-- Start Input --

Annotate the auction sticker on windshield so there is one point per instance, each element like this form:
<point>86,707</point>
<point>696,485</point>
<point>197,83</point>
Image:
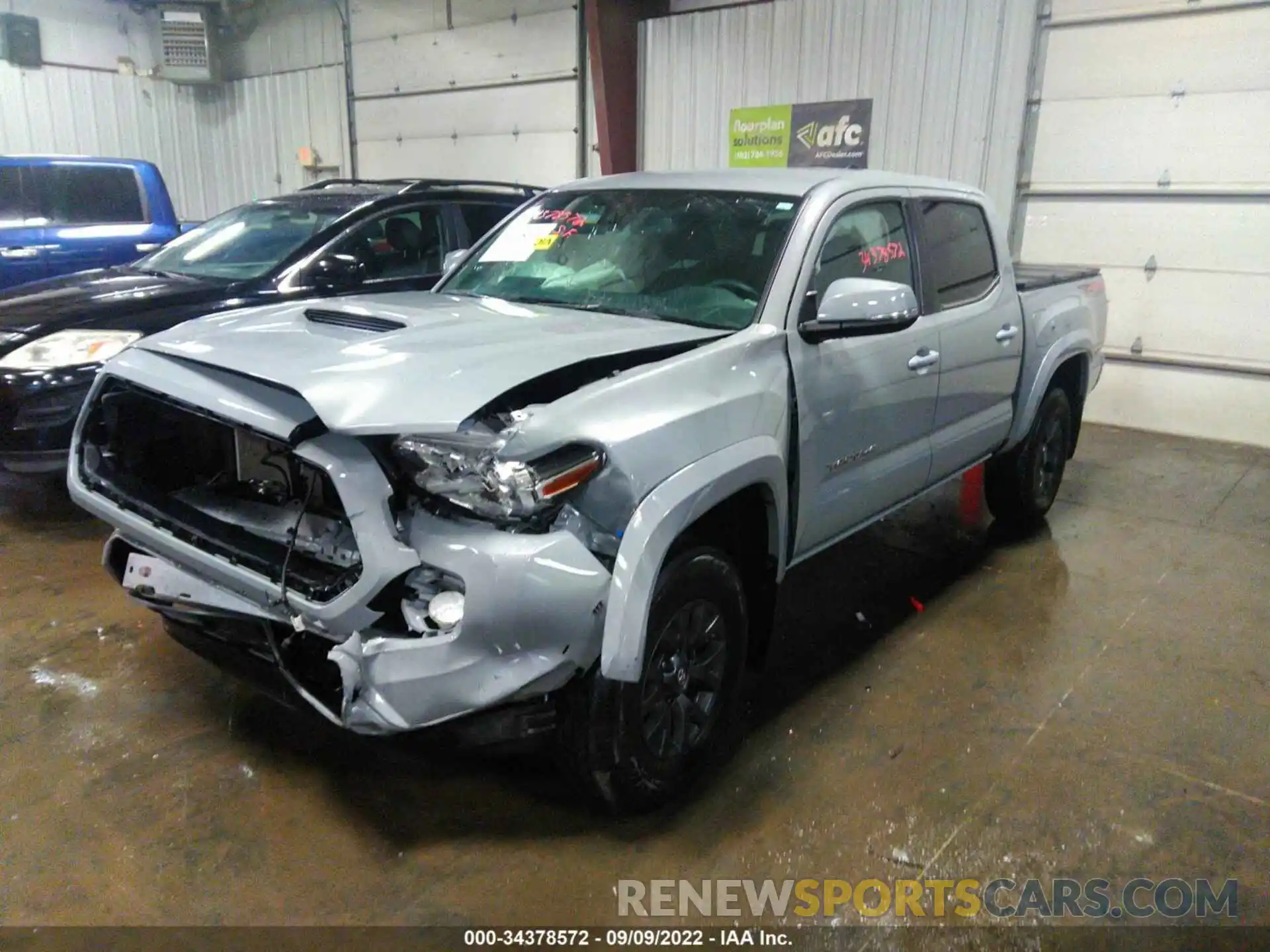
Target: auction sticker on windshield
<point>520,240</point>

-- End Input --

**Written exercise:** Update the records by swapping every "windshield" for "rear window" and keeping everything else the same. Omit the pictures from your answer.

**Solved exercise:**
Annotate the auction sticker on rear window so there is one point per instance, each element like this form:
<point>86,707</point>
<point>696,485</point>
<point>197,83</point>
Image:
Target: auction sticker on rear window
<point>520,240</point>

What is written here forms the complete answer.